Provided passage
++++
# Electric bikes forums?



## tiras25 (25 Dec 2014)

Hey guys. Can you point me to the right direction? Looking for a chat for an electrical bikes. 
My dad likes to collect electric bikes. So he visited me and left two behind. I know nothing about electrical bikes. 
Need to identify and value guess..
Thanks.


----------



## Venod (25 Dec 2014)

A quick google brings up this.

http://www.pedelecs.co.uk/forum/forums/electric-bicycles.2/


----------



## raleighnut (25 Dec 2014)

With electric bikes their 'secondhand' value is next to nothing as the cost of a new battery is probably more than the bike is worth that's why if the battery is 'shagged' or missing (due to theft of the bike sans battery pack) people give them away.
BTW we own 2 electrically assisted ones Maz's Dawes and my Trike to which a new battery pack is £240


----------



## shouldbeinbed (26 Dec 2014)

http://www.atob.org.uk/

A to B, they do a good magazine too, they've evolved out of the folder market and are very much into electric bikes now too. Lots of reviews, news pieces, letters pages, components and peripherals covered and have always been prompt friendly and informative when I've been in touch directly.

TBH as more of a foldy fan, I've drifted away because of their swing to electric.


----------
++++
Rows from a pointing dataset
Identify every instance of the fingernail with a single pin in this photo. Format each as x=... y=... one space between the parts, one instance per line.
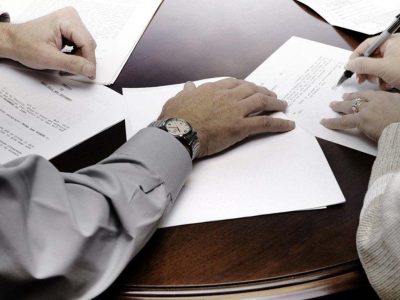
x=89 y=70
x=333 y=103
x=350 y=65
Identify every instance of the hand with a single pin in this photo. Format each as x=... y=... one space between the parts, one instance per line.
x=226 y=112
x=380 y=110
x=38 y=43
x=382 y=68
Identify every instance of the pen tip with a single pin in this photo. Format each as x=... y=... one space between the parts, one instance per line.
x=341 y=80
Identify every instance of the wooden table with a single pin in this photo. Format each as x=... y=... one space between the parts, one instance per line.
x=299 y=254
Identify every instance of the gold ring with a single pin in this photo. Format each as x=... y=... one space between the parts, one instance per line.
x=355 y=104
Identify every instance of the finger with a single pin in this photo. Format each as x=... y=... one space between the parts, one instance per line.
x=384 y=85
x=70 y=63
x=366 y=65
x=264 y=124
x=189 y=86
x=359 y=51
x=247 y=89
x=343 y=107
x=228 y=83
x=367 y=95
x=260 y=103
x=344 y=122
x=75 y=31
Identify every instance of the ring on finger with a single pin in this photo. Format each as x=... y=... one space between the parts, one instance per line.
x=355 y=104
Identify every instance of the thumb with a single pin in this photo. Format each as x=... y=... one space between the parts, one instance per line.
x=189 y=86
x=71 y=63
x=366 y=65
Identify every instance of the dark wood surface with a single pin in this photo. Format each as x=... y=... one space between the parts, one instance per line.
x=302 y=254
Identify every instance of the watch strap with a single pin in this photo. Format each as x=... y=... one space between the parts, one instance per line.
x=190 y=140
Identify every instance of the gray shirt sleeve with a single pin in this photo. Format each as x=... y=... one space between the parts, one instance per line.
x=68 y=236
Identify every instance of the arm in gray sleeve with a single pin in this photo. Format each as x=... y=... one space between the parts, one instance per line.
x=378 y=234
x=68 y=236
x=4 y=17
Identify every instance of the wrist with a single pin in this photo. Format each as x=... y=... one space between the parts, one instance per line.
x=7 y=49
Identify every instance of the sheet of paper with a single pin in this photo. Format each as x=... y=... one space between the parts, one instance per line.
x=365 y=16
x=47 y=115
x=115 y=25
x=305 y=74
x=264 y=175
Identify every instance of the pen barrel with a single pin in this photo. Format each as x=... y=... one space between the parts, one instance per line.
x=377 y=43
x=348 y=74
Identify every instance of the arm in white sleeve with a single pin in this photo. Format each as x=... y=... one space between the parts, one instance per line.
x=68 y=236
x=378 y=236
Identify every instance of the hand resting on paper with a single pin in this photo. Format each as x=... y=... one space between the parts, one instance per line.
x=377 y=110
x=226 y=112
x=382 y=68
x=38 y=43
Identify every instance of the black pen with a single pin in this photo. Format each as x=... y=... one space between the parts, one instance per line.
x=375 y=45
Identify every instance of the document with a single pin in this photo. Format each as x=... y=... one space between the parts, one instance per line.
x=115 y=25
x=305 y=74
x=267 y=174
x=47 y=115
x=365 y=16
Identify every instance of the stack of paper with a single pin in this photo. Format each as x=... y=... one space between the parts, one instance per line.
x=115 y=25
x=267 y=174
x=365 y=16
x=47 y=115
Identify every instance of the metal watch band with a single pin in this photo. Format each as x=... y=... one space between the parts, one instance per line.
x=191 y=140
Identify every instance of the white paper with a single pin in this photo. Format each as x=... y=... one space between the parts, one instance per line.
x=305 y=74
x=264 y=175
x=365 y=16
x=46 y=115
x=115 y=25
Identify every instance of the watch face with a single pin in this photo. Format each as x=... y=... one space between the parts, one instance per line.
x=177 y=127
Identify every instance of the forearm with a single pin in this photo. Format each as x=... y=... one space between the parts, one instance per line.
x=6 y=47
x=72 y=234
x=379 y=228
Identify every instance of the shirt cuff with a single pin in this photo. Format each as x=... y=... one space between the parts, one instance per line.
x=161 y=153
x=4 y=17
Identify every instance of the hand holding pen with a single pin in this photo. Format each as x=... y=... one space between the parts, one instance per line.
x=377 y=58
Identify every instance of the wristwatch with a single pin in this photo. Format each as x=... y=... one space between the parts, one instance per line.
x=182 y=131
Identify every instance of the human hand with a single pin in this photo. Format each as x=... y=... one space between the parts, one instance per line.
x=38 y=43
x=382 y=68
x=225 y=112
x=379 y=110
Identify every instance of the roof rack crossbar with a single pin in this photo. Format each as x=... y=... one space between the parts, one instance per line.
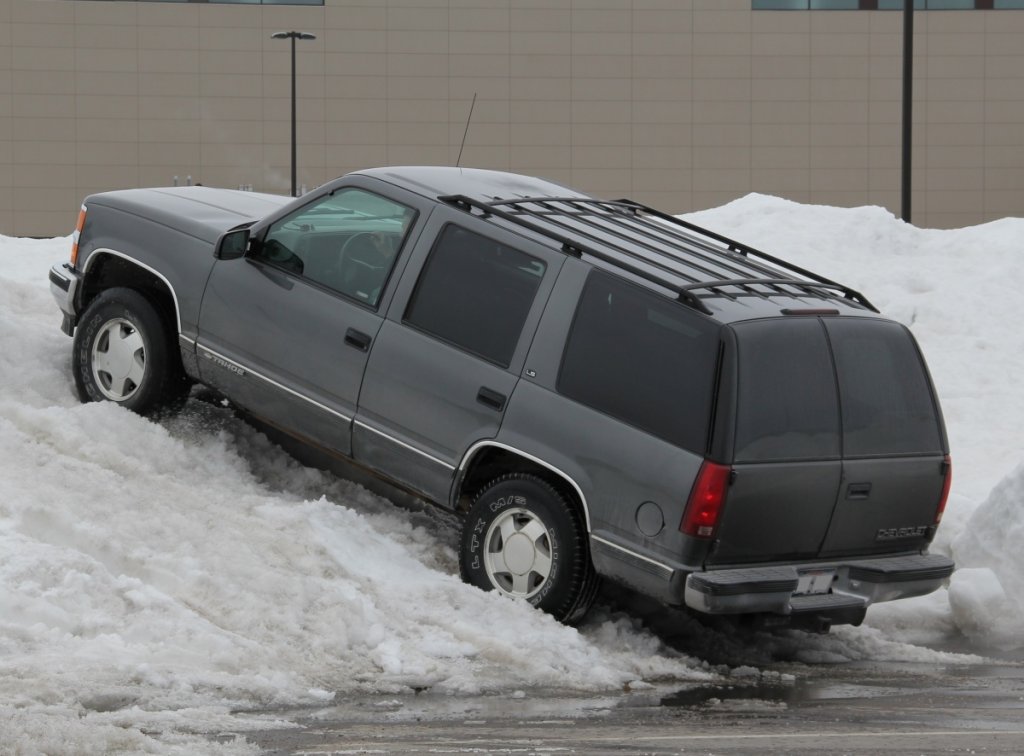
x=652 y=248
x=576 y=248
x=590 y=226
x=665 y=236
x=811 y=287
x=747 y=250
x=668 y=239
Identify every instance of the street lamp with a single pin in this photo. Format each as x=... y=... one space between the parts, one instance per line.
x=293 y=36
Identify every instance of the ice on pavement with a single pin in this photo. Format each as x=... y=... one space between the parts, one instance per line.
x=155 y=578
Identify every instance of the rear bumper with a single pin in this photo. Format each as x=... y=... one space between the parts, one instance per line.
x=64 y=287
x=842 y=586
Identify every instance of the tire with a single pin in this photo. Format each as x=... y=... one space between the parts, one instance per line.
x=521 y=538
x=123 y=353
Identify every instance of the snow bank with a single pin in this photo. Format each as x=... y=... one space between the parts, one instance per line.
x=157 y=577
++++
Your tasks
[a] Repeat the stretch of the electric bikes thread from "## Venod (25" through "give them away.", word for word.
[b] According to the electric bikes thread, why is the secondhand value of an electric bike next to nothing?

Answers to the tasks
[a]
## Venod (25 Dec 2014)

A quick google brings up this.

http://www.pedelecs.co.uk/forum/forums/electric-bicycles.2/


----------



## raleighnut (25 Dec 2014)

With electric bikes their 'secondhand' value is next to nothing as the cost of a new battery is probably more than the bike is worth that's why if the battery is 'shagged' or missing (due to theft of the bike sans battery pack) people give them away.

[b] The cost of a new battery is probably more than the bike is worth. For that reason, people give electric bikes away when the battery is worn out or missing, for example after the bike was stolen without its battery pack.